Answer these questions from the excerpt below about Elata Biosciences:
(a) What does Andreas Melhede call the network he is building?
(b) Where was the Pong game demoed?
(c) About how many attendees gathered on the restaurant patio for the tournament?

→ **Selected excerpt**
******

Earlier this year, I sat down with Andreas Melhede of Elata Biosciences, who is building what he calls the “open internet of brains” — an open-source network that lets any developer build a neuro app compatible with standard EEG devices. The non-profit has built its own EEG device and a simple Pong game, which it demoed this past fall at a cryptocurrency conference in Singapore. Around 30 attendees gathered on a restaurant patio to compete in a Pong tournament, but instead of using handheld controllers, each competitor wore a headset that tracked their brain signals. Their goal? Move the on-screen paddle and hit the ball using nothing but their thoughts.

******

→ **Data for review**
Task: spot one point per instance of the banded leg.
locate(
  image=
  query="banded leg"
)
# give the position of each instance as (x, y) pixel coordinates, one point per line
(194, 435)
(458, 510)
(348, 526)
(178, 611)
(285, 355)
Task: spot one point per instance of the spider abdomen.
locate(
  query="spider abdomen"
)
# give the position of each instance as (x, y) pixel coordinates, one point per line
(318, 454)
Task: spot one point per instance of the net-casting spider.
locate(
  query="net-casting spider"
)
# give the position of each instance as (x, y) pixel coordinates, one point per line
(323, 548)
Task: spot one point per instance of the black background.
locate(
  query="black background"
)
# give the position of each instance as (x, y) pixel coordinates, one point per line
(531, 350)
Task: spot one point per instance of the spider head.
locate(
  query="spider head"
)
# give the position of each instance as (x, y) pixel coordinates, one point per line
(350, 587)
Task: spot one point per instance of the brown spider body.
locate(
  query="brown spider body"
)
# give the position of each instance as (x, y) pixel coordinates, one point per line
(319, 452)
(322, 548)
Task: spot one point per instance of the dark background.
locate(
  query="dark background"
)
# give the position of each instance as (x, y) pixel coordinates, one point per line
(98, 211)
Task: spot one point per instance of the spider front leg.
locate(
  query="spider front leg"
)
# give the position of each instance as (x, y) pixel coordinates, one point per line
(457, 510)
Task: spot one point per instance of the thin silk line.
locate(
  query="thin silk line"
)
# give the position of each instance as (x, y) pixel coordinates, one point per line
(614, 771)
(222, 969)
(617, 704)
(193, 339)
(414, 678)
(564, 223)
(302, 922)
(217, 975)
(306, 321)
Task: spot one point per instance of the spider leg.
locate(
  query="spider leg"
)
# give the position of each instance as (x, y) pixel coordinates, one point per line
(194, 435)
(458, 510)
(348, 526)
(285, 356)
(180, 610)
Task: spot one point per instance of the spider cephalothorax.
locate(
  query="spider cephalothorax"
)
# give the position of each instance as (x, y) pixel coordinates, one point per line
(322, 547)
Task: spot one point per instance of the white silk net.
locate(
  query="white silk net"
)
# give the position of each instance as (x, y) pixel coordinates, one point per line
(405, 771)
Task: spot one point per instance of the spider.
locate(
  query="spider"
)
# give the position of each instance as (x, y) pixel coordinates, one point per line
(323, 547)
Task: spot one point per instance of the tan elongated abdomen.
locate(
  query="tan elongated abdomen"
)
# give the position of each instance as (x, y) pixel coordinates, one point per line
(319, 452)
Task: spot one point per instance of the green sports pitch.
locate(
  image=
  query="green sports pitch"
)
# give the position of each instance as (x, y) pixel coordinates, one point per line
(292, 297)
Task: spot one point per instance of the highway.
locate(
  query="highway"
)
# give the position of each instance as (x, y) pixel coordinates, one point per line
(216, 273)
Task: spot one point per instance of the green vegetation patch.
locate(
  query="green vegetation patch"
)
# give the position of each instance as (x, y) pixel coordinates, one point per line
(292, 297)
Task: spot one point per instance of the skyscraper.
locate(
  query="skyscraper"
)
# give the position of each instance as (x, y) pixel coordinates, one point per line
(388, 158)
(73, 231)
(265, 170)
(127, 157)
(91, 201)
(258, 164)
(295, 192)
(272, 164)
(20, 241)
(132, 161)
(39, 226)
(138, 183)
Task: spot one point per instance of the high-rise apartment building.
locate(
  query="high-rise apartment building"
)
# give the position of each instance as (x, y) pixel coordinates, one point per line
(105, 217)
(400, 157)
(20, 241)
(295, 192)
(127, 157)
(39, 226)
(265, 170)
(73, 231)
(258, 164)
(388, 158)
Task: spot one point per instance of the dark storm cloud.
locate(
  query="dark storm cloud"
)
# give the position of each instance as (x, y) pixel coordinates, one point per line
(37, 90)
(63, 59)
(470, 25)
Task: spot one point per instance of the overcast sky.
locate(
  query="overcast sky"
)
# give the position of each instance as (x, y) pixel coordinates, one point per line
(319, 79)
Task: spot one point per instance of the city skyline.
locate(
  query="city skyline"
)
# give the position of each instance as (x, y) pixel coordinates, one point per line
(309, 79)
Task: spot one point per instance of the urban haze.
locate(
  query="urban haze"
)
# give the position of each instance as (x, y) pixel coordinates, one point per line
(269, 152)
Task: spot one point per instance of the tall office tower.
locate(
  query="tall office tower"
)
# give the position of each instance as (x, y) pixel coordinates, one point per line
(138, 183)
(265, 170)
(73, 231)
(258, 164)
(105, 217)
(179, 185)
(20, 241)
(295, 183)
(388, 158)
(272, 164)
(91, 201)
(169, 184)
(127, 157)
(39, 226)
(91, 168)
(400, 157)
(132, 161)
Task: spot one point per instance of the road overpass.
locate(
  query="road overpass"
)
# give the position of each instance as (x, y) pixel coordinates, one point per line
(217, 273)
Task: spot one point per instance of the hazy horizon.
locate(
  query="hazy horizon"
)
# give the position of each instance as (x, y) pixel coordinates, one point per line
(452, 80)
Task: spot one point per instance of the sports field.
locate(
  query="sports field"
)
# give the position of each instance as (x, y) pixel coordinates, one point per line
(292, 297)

******

→ **Written solution**
(a) The "open internet of brains"
(b) At a cryptocurrency conference in Singapore
(c) Around 30